INSTRUCTIONS TO FOLLOW
Rewrite everything in the material from the line containing "Target: black tire" down to the line containing "x=107 y=145", both lines included. Keep the requests as they are, and shift each coordinate in the answers by adding 92.

DATASET ROWS
begin
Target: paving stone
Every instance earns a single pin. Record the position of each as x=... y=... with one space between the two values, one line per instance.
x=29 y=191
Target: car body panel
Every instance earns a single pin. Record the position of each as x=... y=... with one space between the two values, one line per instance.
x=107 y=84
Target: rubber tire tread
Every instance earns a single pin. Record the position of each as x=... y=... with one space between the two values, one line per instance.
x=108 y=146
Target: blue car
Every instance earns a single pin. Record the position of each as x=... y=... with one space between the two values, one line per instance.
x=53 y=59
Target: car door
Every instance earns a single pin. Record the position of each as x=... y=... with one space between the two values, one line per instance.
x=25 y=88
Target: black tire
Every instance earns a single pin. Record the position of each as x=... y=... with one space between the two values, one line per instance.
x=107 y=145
end
begin
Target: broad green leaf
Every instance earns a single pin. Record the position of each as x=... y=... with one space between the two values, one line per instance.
end
CORRECT RESPONSE
Target: black tire
Every instance earns a single pin. Record the position of each as x=... y=... with one space between the two values, one line per instance.
x=199 y=237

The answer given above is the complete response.